HOW TO COMPLETE THIS TASK >> Every entry below should be printed exactly.

[Items listed in a dataset]
= Beginning of Section =

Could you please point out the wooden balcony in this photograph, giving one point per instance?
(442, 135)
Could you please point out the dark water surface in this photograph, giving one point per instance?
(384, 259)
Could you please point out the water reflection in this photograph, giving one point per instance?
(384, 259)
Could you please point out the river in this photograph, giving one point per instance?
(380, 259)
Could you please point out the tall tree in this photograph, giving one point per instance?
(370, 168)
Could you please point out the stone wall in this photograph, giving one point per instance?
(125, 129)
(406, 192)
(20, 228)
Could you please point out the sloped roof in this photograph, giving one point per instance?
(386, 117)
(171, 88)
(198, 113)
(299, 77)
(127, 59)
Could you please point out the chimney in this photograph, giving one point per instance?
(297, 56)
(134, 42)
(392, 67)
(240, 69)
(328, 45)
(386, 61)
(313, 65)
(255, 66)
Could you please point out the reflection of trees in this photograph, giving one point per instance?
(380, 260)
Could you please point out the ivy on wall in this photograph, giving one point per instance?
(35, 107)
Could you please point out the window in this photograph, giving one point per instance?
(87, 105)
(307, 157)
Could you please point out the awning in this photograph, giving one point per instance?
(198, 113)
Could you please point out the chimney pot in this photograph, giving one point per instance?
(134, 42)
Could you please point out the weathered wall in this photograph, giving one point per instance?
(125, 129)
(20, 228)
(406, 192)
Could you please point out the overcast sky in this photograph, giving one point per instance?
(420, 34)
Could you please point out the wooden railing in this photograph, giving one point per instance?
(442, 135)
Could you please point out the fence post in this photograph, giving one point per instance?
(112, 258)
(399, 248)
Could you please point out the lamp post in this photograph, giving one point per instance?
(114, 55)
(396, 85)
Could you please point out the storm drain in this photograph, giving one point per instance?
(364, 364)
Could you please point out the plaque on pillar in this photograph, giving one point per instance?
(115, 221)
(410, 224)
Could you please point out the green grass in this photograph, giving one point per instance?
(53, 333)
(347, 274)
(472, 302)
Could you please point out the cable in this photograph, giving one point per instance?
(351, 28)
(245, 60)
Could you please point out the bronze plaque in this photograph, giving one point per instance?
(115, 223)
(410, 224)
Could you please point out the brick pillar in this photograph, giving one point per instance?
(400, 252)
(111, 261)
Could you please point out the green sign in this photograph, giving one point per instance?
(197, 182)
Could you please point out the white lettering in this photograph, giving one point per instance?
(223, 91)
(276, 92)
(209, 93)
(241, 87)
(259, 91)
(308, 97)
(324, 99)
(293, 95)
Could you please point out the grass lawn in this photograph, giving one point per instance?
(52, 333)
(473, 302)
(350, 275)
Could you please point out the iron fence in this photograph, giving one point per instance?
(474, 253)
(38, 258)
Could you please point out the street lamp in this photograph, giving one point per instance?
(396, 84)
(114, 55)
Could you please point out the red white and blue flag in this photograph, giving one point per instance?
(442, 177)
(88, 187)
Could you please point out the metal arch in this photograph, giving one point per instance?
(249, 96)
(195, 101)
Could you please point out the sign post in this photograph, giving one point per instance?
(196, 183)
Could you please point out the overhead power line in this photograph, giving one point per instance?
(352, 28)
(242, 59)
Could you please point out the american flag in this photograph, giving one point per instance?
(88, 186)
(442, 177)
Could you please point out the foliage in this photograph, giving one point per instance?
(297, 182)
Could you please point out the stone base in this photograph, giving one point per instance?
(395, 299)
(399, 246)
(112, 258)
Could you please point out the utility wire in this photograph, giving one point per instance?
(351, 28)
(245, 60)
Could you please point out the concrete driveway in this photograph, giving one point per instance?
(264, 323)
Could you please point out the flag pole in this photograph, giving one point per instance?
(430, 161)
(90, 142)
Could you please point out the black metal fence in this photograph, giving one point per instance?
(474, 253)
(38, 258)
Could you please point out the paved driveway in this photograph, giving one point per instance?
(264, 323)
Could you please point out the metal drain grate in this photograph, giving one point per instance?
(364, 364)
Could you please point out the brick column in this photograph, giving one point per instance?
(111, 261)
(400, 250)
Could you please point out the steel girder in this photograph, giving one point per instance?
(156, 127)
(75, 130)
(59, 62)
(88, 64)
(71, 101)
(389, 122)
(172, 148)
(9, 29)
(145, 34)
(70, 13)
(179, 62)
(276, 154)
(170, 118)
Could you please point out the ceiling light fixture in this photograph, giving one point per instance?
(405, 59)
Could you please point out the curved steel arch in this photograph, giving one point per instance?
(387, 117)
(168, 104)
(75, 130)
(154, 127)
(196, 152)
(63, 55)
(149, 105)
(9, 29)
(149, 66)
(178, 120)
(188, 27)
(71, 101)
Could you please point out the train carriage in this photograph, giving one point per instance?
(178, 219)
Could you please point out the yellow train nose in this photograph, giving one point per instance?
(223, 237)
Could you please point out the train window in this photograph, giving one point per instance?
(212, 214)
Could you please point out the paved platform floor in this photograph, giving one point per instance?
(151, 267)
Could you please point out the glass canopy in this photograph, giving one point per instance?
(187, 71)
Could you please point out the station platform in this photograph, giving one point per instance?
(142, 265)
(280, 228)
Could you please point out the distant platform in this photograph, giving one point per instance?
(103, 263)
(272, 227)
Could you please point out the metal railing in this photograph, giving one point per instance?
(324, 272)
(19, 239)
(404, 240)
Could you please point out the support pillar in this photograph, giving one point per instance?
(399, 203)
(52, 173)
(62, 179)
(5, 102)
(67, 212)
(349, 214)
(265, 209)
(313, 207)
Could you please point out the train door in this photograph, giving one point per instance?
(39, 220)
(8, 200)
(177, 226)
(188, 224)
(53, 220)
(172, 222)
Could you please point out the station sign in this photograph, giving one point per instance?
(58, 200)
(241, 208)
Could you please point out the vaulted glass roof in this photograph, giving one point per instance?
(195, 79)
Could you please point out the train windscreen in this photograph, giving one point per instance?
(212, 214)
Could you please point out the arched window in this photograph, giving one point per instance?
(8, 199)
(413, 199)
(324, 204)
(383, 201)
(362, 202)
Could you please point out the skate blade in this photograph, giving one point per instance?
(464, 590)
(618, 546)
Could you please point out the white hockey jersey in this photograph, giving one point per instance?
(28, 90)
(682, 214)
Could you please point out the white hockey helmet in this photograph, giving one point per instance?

= End of Section =

FINISHED EXERCISE >>
Could you please point out the wooden balcony in this photograph, giving one point per instance?
(442, 135)
Could you please point out the dark water surface in this photograph, giving one point per instance?
(384, 259)
Could you please point out the water reflection in this photograph, giving one point per instance?
(384, 259)
Could you please point out the river in this photograph, giving one point per instance?
(380, 259)
Could you please point out the tall tree in this photograph, giving one point per instance?
(370, 168)
Could you please point out the stone wall in this photograph, giving one point per instance?
(125, 129)
(406, 192)
(20, 228)
Could you please point out the sloped roof in this photograph, giving one point per instance?
(386, 117)
(171, 88)
(198, 113)
(299, 77)
(127, 59)
Could you please point out the chimney in this photograph, giving one point per instance?
(297, 56)
(134, 42)
(392, 67)
(240, 69)
(328, 45)
(386, 61)
(313, 65)
(255, 66)
Could you please point out the reflection of trees in this photograph, giving one point per instance?
(380, 260)
Could you please point out the ivy on wall in this photograph, giving one point per instance?
(35, 107)
Could you please point out the window in this photograph, giving one point per instance?
(87, 105)
(307, 157)
Could you please point out the awning in this photograph, giving one point per instance?
(198, 113)
Could you please point out the chimney pot in this photograph, giving one point per instance?
(134, 42)
Could you please point out the weathered wall in this photograph, giving one point per instance?
(125, 129)
(20, 228)
(406, 192)
Could you please point out the overcast sky in this photograph, giving one point per instance?
(420, 34)
Could you please point out the wooden railing in this photograph, giving one point per instance?
(442, 135)
Could you please point out the fence post in this photograph, giving one point per instance?
(112, 258)
(399, 248)
Could you please point out the lamp post in this photograph, giving one point per instance?
(114, 55)
(396, 85)
Could you please point out the storm drain in this photograph, giving one point per instance?
(364, 364)
Could you please point out the plaque on pillar in this photograph, giving one point per instance?
(115, 221)
(410, 224)
Could you please point out the green grass in this photograph, giving one point per instance?
(53, 333)
(347, 274)
(472, 302)
Could you please point out the cable in this photograph, giving one point per instance?
(351, 28)
(245, 60)
Could you please point out the bronze plaque in this photograph, giving one point per instance?
(115, 223)
(410, 224)
Could you please point out the brick pillar in this photograph, giving one point per instance?
(400, 252)
(111, 261)
Could you please point out the green sign in this photograph, giving one point per instance?
(197, 182)
Could you please point out the white lettering in this photograph, giving one point per instance?
(223, 91)
(276, 92)
(209, 93)
(241, 87)
(259, 91)
(308, 97)
(324, 99)
(293, 95)
Could you please point out the grass lawn in this photograph, giving one point per instance?
(52, 333)
(473, 302)
(350, 275)
Could you please point out the iron fence in this photograph, giving one point per instance?
(474, 253)
(38, 258)
Could you please point out the street lamp in this photograph, giving one point per instance?
(396, 84)
(114, 55)
Could you please point out the red white and blue flag in this photograph, giving one point per instance?
(442, 177)
(88, 187)
Could you please point out the metal arch in this photograph, giving one point per instance?
(249, 96)
(195, 101)
Could you please point out the sign post in this photograph, giving one point per instance?
(196, 183)
Could you please point out the overhead power line in this photograph, giving one point per instance?
(352, 28)
(242, 59)
Could you please point out the american flag in this photograph, giving one point per instance?
(88, 186)
(442, 177)
Could you please point out the foliage in this photograph, giving one point per instance?
(297, 182)
Could you please point out the stone base in this photograph, giving one point per instance?
(395, 299)
(399, 246)
(112, 258)
Could you please point out the utility wire in this photograph, giving one point per instance?
(351, 28)
(245, 60)
Could you please point out the concrete driveway in this photograph, giving one point per instance?
(264, 323)
Could you please point out the flag pole in this photograph, giving one point per instance?
(430, 161)
(90, 142)
Could you please point out the black metal fence in this photograph, giving one point per instance?
(474, 253)
(38, 258)
Could you please point out the paved driveway in this photograph, giving one point per instance?
(264, 323)
Could you please point out the metal drain grate in this photograph, giving one point per instance?
(364, 364)
Could you please point out the brick column in this photograph, giving one point per instance?
(111, 261)
(400, 250)
Could you please point out the steel girder in this photograph, giving one point per instance?
(156, 127)
(75, 130)
(59, 62)
(88, 64)
(71, 101)
(389, 122)
(172, 148)
(9, 29)
(145, 34)
(70, 13)
(179, 62)
(276, 154)
(170, 118)
Could you please point out the ceiling light fixture in this photograph, giving one point per instance?
(405, 59)
Could you please point out the curved steel arch in this photograph, giving one point per instance?
(387, 117)
(168, 104)
(75, 130)
(154, 127)
(196, 152)
(63, 55)
(149, 105)
(9, 29)
(149, 66)
(178, 120)
(188, 27)
(71, 101)
Could you please point out the train carriage in this photograph, giving one point per instance?
(178, 219)
Could you please point out the yellow train nose in this photograph, giving one point per instance?
(223, 237)
Could you please point out the train window in this photograph, giving one point per instance?
(212, 214)
Could you please point out the paved platform floor in this photograph, giving one point per instance?
(151, 267)
Could you please point out the glass canopy in this photograph, giving one point per instance?
(187, 71)
Could you please point out the station platform in this photograph, giving one point per instance?
(142, 265)
(280, 228)
Could you please point out the distant platform in this photograph, giving one point per instance?
(103, 263)
(272, 227)
Could you please point out the metal railing in this photograph, giving one point per instance?
(324, 272)
(19, 239)
(404, 240)
Could you please point out the support pillar in this photograph, giving one point per instance?
(399, 203)
(52, 173)
(62, 179)
(5, 102)
(67, 212)
(349, 214)
(265, 209)
(313, 207)
Could you please point out the train door in this photograph, giving one point per instance?
(39, 220)
(8, 200)
(177, 226)
(188, 224)
(53, 220)
(172, 222)
Could you please point out the station sign in this photograph, giving one point per instance?
(58, 200)
(241, 208)
Could you please point out the vaulted glass roof in this photograph, giving one point per instance?
(195, 79)
Could you please point out the train windscreen in this photograph, giving one point per instance?
(212, 214)
Could you please point out the arched window in this photograph, giving one point per instance?
(8, 199)
(413, 199)
(324, 204)
(383, 201)
(362, 202)
Could you please point out the skate blade in this photograph, giving one point per instance?
(464, 590)
(618, 546)
Could you please point out the white hockey jersey in this photograph, giving one point per instance?
(28, 90)
(682, 214)
Could you please point out the white hockey helmet in this photograph, giving one point per instance?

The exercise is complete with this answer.